Coordinate labeling data
○ ○ ○ ○ ○ ○ ○

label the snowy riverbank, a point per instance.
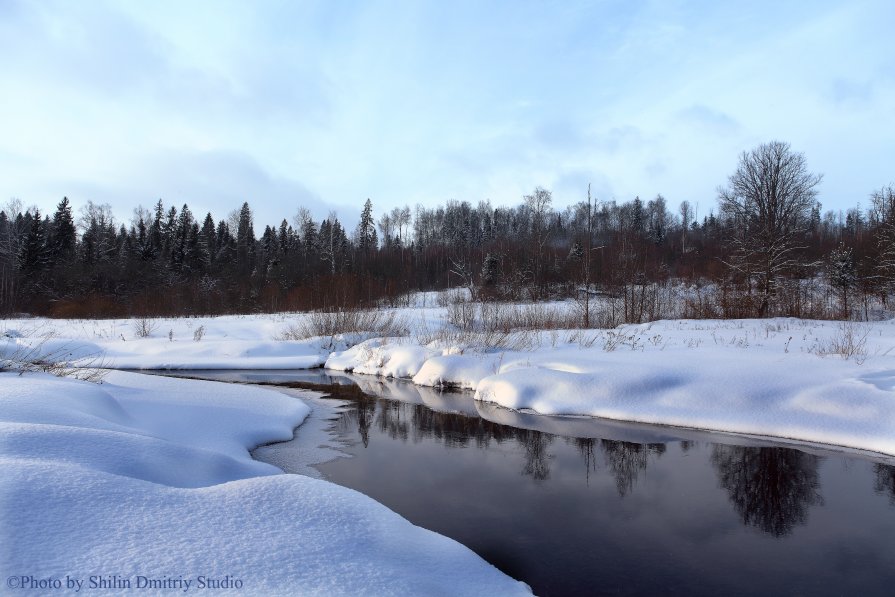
(146, 483)
(784, 378)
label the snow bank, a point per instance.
(768, 378)
(150, 478)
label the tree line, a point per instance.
(765, 249)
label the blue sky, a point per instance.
(323, 104)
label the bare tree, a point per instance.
(883, 213)
(768, 201)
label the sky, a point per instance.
(325, 104)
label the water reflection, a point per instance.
(885, 480)
(626, 460)
(770, 488)
(641, 518)
(537, 460)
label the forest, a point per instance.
(766, 248)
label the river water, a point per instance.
(577, 506)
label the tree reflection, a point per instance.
(770, 488)
(626, 459)
(586, 446)
(537, 464)
(885, 480)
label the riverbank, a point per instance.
(815, 381)
(145, 483)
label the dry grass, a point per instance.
(34, 357)
(346, 321)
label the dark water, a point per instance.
(582, 507)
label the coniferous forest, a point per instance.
(765, 248)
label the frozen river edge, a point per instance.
(145, 483)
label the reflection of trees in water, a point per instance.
(770, 488)
(885, 480)
(392, 420)
(403, 421)
(537, 460)
(585, 446)
(625, 461)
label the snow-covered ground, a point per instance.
(153, 475)
(145, 479)
(779, 377)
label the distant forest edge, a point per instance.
(766, 251)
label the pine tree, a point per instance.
(63, 236)
(34, 256)
(366, 229)
(245, 241)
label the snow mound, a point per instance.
(151, 477)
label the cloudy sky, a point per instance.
(323, 104)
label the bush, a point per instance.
(345, 321)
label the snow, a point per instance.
(146, 476)
(154, 474)
(777, 378)
(754, 377)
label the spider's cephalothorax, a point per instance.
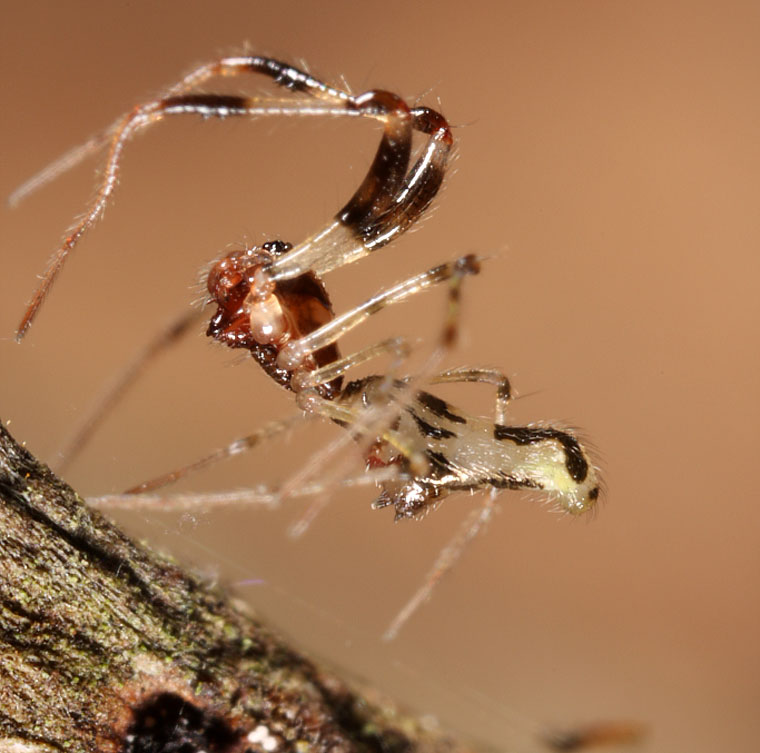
(261, 315)
(271, 301)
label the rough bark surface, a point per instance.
(107, 646)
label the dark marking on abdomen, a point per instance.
(575, 463)
(428, 430)
(439, 407)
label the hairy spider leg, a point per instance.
(305, 382)
(167, 338)
(386, 196)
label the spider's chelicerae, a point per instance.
(271, 301)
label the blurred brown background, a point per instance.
(608, 167)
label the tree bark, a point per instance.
(107, 646)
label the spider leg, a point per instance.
(448, 557)
(257, 495)
(396, 346)
(372, 424)
(171, 335)
(294, 353)
(385, 180)
(485, 376)
(380, 210)
(237, 447)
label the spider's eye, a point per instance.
(267, 319)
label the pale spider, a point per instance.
(272, 302)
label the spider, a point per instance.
(271, 301)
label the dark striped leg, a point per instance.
(485, 376)
(386, 181)
(375, 216)
(294, 353)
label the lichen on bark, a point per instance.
(107, 646)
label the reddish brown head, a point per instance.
(261, 315)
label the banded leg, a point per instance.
(385, 183)
(485, 376)
(370, 421)
(237, 447)
(294, 353)
(363, 226)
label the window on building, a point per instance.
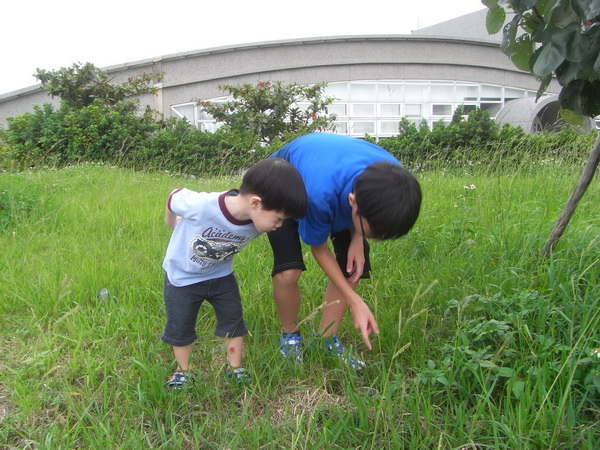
(363, 109)
(362, 128)
(376, 107)
(441, 110)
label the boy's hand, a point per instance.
(355, 264)
(364, 321)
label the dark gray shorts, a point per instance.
(287, 250)
(183, 303)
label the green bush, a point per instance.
(122, 136)
(119, 135)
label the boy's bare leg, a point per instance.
(233, 347)
(286, 293)
(333, 313)
(182, 355)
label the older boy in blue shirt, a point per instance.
(356, 190)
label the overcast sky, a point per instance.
(53, 34)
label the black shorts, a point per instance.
(287, 249)
(183, 303)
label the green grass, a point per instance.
(483, 343)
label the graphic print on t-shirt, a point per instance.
(216, 246)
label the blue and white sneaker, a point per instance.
(239, 376)
(178, 381)
(292, 347)
(336, 348)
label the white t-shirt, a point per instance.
(205, 239)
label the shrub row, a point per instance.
(122, 136)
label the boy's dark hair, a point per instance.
(389, 198)
(279, 185)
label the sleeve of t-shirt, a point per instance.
(187, 203)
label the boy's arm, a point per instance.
(355, 264)
(364, 320)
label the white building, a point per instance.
(376, 79)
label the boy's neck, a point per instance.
(238, 206)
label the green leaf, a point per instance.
(547, 61)
(509, 34)
(505, 372)
(561, 15)
(521, 53)
(494, 20)
(586, 9)
(567, 72)
(570, 117)
(517, 388)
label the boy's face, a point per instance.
(360, 224)
(267, 220)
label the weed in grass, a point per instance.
(482, 342)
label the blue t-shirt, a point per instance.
(329, 164)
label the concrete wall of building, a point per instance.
(197, 75)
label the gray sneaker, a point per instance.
(336, 348)
(291, 347)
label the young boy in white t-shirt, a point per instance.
(208, 230)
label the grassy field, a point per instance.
(483, 343)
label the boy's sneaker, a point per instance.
(178, 381)
(336, 348)
(291, 347)
(239, 376)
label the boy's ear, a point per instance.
(351, 199)
(255, 202)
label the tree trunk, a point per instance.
(586, 178)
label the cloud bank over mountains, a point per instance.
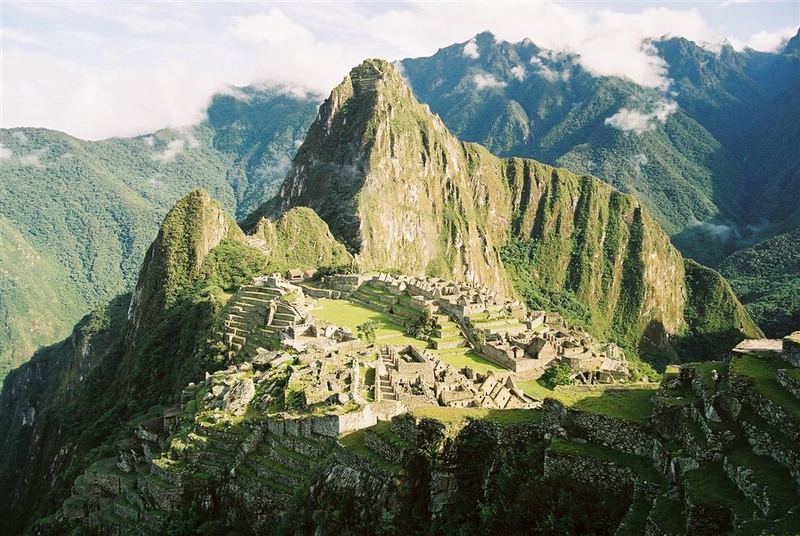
(97, 72)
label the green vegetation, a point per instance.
(558, 373)
(355, 441)
(641, 466)
(351, 315)
(764, 276)
(461, 358)
(768, 473)
(715, 317)
(78, 216)
(630, 403)
(668, 513)
(366, 331)
(461, 415)
(761, 371)
(231, 265)
(708, 485)
(300, 239)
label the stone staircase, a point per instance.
(246, 328)
(749, 465)
(447, 334)
(384, 390)
(280, 465)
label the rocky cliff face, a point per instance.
(396, 187)
(404, 194)
(195, 226)
(298, 239)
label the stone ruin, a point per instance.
(526, 348)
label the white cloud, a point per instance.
(485, 80)
(633, 120)
(717, 230)
(771, 41)
(269, 28)
(547, 72)
(174, 148)
(236, 93)
(728, 3)
(145, 66)
(471, 50)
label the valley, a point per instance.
(482, 292)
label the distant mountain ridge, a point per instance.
(687, 166)
(380, 174)
(690, 153)
(76, 217)
(404, 194)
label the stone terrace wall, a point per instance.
(791, 349)
(787, 382)
(773, 413)
(595, 473)
(613, 433)
(765, 444)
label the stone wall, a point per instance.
(768, 410)
(765, 444)
(598, 474)
(791, 349)
(613, 433)
(742, 478)
(383, 448)
(787, 382)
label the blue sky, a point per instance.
(97, 70)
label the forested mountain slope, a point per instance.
(76, 217)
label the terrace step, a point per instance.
(768, 483)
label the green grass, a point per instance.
(704, 369)
(633, 524)
(350, 315)
(456, 415)
(467, 358)
(708, 485)
(761, 370)
(630, 403)
(640, 465)
(781, 490)
(668, 514)
(793, 374)
(355, 442)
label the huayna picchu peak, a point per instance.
(446, 304)
(404, 194)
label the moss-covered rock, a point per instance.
(299, 238)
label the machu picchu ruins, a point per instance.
(379, 312)
(307, 394)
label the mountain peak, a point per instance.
(373, 154)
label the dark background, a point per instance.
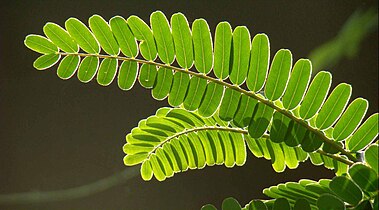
(58, 134)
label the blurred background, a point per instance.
(58, 134)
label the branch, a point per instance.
(234, 87)
(72, 193)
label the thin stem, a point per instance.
(338, 158)
(234, 87)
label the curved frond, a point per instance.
(287, 109)
(281, 101)
(176, 140)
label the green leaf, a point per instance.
(259, 61)
(60, 37)
(371, 156)
(87, 69)
(127, 75)
(365, 205)
(159, 172)
(316, 95)
(351, 119)
(278, 76)
(163, 37)
(104, 35)
(281, 204)
(124, 36)
(178, 89)
(131, 160)
(333, 106)
(365, 177)
(330, 202)
(143, 33)
(46, 61)
(107, 71)
(208, 207)
(163, 83)
(147, 75)
(202, 43)
(146, 171)
(376, 203)
(244, 111)
(365, 134)
(346, 189)
(211, 99)
(223, 44)
(40, 44)
(181, 34)
(241, 54)
(297, 84)
(295, 134)
(229, 104)
(68, 66)
(311, 142)
(82, 35)
(279, 127)
(302, 204)
(256, 205)
(231, 204)
(195, 92)
(260, 121)
(277, 156)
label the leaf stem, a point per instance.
(235, 130)
(269, 103)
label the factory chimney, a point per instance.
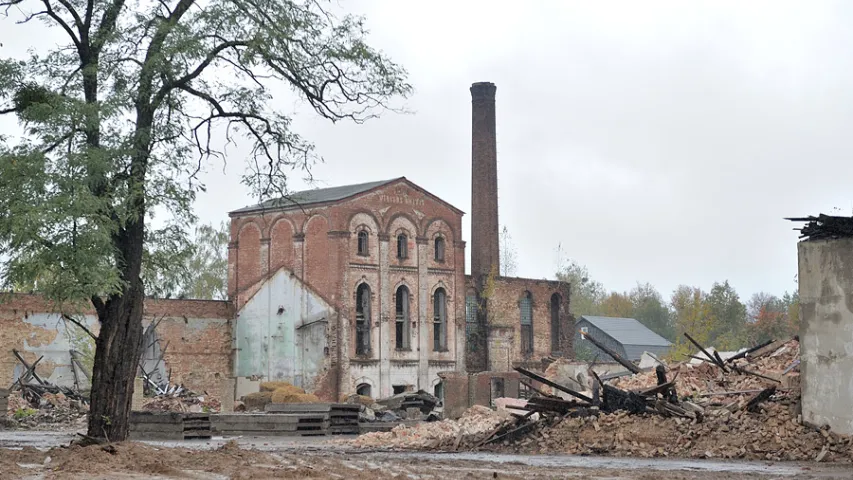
(485, 249)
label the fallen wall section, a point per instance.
(826, 332)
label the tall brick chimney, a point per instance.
(485, 250)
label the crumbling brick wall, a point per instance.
(198, 334)
(549, 302)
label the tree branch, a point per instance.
(77, 21)
(165, 89)
(52, 14)
(99, 305)
(79, 324)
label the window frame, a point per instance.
(402, 246)
(526, 323)
(439, 249)
(402, 319)
(365, 252)
(363, 320)
(439, 320)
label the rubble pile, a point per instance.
(411, 406)
(775, 433)
(48, 410)
(475, 425)
(746, 406)
(188, 402)
(703, 379)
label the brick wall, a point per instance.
(324, 240)
(197, 332)
(503, 311)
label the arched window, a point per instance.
(439, 323)
(363, 389)
(438, 391)
(471, 325)
(439, 249)
(402, 246)
(363, 248)
(402, 317)
(526, 307)
(362, 320)
(556, 332)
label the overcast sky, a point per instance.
(653, 141)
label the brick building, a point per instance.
(359, 288)
(383, 264)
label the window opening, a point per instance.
(362, 320)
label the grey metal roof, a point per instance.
(318, 195)
(627, 331)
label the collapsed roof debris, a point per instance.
(824, 227)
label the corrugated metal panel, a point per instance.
(319, 195)
(634, 352)
(627, 331)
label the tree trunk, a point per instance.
(119, 345)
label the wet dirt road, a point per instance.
(319, 458)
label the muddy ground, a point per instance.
(26, 455)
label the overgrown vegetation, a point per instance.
(122, 115)
(717, 318)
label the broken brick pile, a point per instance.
(729, 423)
(49, 412)
(477, 423)
(775, 433)
(699, 380)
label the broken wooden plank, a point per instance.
(744, 353)
(616, 399)
(531, 387)
(30, 369)
(700, 347)
(545, 381)
(750, 372)
(668, 392)
(752, 405)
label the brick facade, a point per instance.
(319, 244)
(197, 332)
(502, 302)
(485, 247)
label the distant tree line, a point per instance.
(717, 318)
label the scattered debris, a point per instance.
(476, 425)
(825, 226)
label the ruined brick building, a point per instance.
(378, 270)
(358, 288)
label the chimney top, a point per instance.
(483, 91)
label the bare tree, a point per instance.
(509, 263)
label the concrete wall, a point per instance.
(826, 332)
(197, 334)
(280, 333)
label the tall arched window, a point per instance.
(471, 326)
(556, 331)
(439, 249)
(364, 390)
(402, 246)
(439, 323)
(402, 317)
(526, 307)
(362, 320)
(363, 248)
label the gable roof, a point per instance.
(328, 195)
(627, 331)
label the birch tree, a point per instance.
(122, 116)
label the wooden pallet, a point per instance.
(169, 426)
(4, 400)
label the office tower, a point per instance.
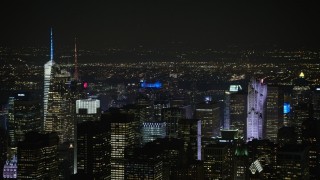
(25, 116)
(58, 118)
(10, 168)
(189, 130)
(58, 100)
(286, 135)
(240, 163)
(3, 148)
(257, 95)
(152, 131)
(274, 113)
(142, 113)
(238, 111)
(301, 104)
(292, 162)
(171, 153)
(93, 149)
(262, 158)
(87, 110)
(4, 116)
(209, 114)
(192, 170)
(158, 106)
(47, 81)
(37, 156)
(172, 116)
(217, 161)
(316, 102)
(227, 104)
(144, 163)
(122, 138)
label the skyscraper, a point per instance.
(47, 81)
(58, 109)
(301, 102)
(274, 115)
(87, 110)
(257, 96)
(24, 113)
(37, 156)
(58, 118)
(122, 137)
(238, 109)
(94, 149)
(209, 114)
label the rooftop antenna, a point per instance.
(51, 46)
(75, 60)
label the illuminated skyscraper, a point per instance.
(301, 102)
(292, 162)
(86, 110)
(172, 116)
(152, 131)
(122, 137)
(274, 116)
(257, 96)
(94, 149)
(47, 81)
(59, 118)
(209, 114)
(24, 113)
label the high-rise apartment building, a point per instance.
(209, 114)
(292, 162)
(93, 149)
(274, 113)
(122, 137)
(152, 131)
(24, 116)
(256, 117)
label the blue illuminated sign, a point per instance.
(286, 108)
(156, 85)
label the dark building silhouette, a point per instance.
(3, 149)
(293, 162)
(37, 156)
(93, 144)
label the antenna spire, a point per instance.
(51, 46)
(76, 76)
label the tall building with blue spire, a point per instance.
(47, 79)
(58, 115)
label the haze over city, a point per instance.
(159, 90)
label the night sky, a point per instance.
(99, 24)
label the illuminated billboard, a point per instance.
(286, 107)
(156, 85)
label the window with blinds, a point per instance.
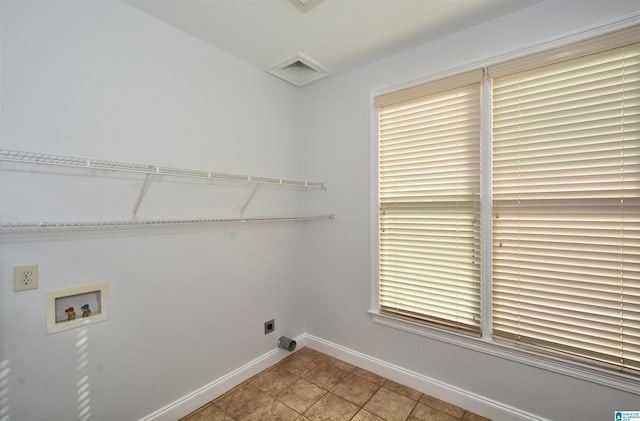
(429, 202)
(566, 200)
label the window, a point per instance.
(430, 202)
(565, 201)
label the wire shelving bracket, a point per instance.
(149, 171)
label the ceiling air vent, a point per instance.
(305, 5)
(298, 70)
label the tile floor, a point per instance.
(309, 385)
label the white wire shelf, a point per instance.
(59, 226)
(99, 164)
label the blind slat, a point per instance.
(566, 203)
(429, 187)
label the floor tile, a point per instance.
(426, 413)
(355, 389)
(312, 386)
(243, 400)
(403, 390)
(274, 411)
(390, 405)
(364, 415)
(442, 406)
(325, 375)
(301, 395)
(274, 381)
(331, 408)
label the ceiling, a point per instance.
(337, 35)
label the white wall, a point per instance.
(102, 79)
(339, 136)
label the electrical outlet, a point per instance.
(269, 326)
(25, 277)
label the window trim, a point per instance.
(486, 344)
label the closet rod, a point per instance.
(99, 164)
(44, 226)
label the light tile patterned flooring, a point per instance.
(310, 385)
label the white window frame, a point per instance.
(485, 344)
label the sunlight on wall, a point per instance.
(84, 401)
(4, 390)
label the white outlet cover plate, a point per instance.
(25, 277)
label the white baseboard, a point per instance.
(200, 397)
(470, 401)
(486, 407)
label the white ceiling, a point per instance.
(337, 34)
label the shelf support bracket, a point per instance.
(143, 191)
(251, 194)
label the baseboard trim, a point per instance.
(463, 398)
(200, 397)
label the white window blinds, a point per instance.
(566, 201)
(429, 188)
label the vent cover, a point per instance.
(305, 5)
(298, 70)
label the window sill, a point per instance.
(621, 381)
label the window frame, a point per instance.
(486, 344)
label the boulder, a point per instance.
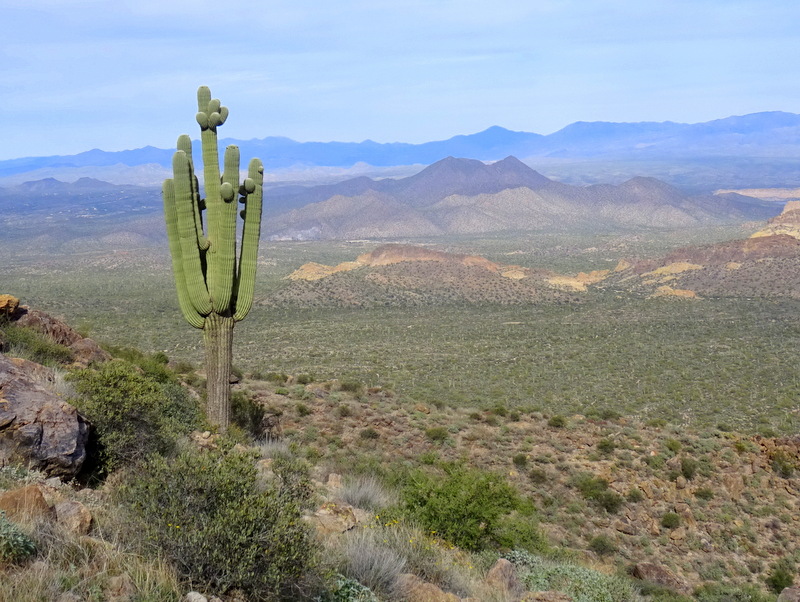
(74, 517)
(654, 573)
(37, 428)
(8, 305)
(86, 351)
(25, 503)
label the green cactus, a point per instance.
(214, 290)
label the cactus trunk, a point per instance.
(214, 289)
(218, 340)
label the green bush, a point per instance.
(133, 414)
(602, 545)
(781, 575)
(606, 446)
(520, 460)
(436, 433)
(783, 464)
(581, 583)
(462, 505)
(15, 546)
(595, 490)
(247, 413)
(207, 512)
(670, 520)
(689, 468)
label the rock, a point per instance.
(86, 352)
(503, 578)
(654, 573)
(8, 305)
(120, 588)
(74, 517)
(25, 502)
(46, 324)
(37, 428)
(625, 526)
(416, 590)
(334, 481)
(790, 594)
(333, 518)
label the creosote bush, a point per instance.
(208, 514)
(470, 508)
(15, 545)
(133, 414)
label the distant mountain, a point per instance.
(464, 196)
(773, 135)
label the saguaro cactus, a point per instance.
(215, 288)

○ ○ ○ ○ ○ ○ ○

> [REQUIRED TASK] Take the lines from the one containing "label the boulder, a point per instance." through the final line of the listing above and print them exactly, including both ends but no pictures.

> [SOLUTION TO THIS TASK]
label the boulder, a point per instance.
(74, 517)
(654, 573)
(37, 428)
(8, 305)
(86, 351)
(25, 503)
label the green cactus, a point per instance.
(214, 290)
label the cactus trunk, a point per instance.
(214, 289)
(218, 340)
label the green bush, a point per instance.
(133, 414)
(602, 545)
(781, 575)
(606, 446)
(520, 460)
(436, 433)
(783, 464)
(581, 583)
(462, 505)
(15, 546)
(595, 490)
(247, 413)
(207, 512)
(670, 520)
(689, 468)
label the rock, a point per instance.
(86, 352)
(503, 578)
(654, 573)
(8, 305)
(120, 588)
(74, 517)
(25, 502)
(46, 324)
(37, 428)
(625, 526)
(416, 590)
(334, 481)
(790, 594)
(333, 518)
label the creosote bush, a point per instance.
(208, 514)
(470, 508)
(15, 545)
(133, 414)
label the distant mountain, a point per instance.
(464, 196)
(773, 135)
label the saguaro cactus, a point per instance.
(215, 288)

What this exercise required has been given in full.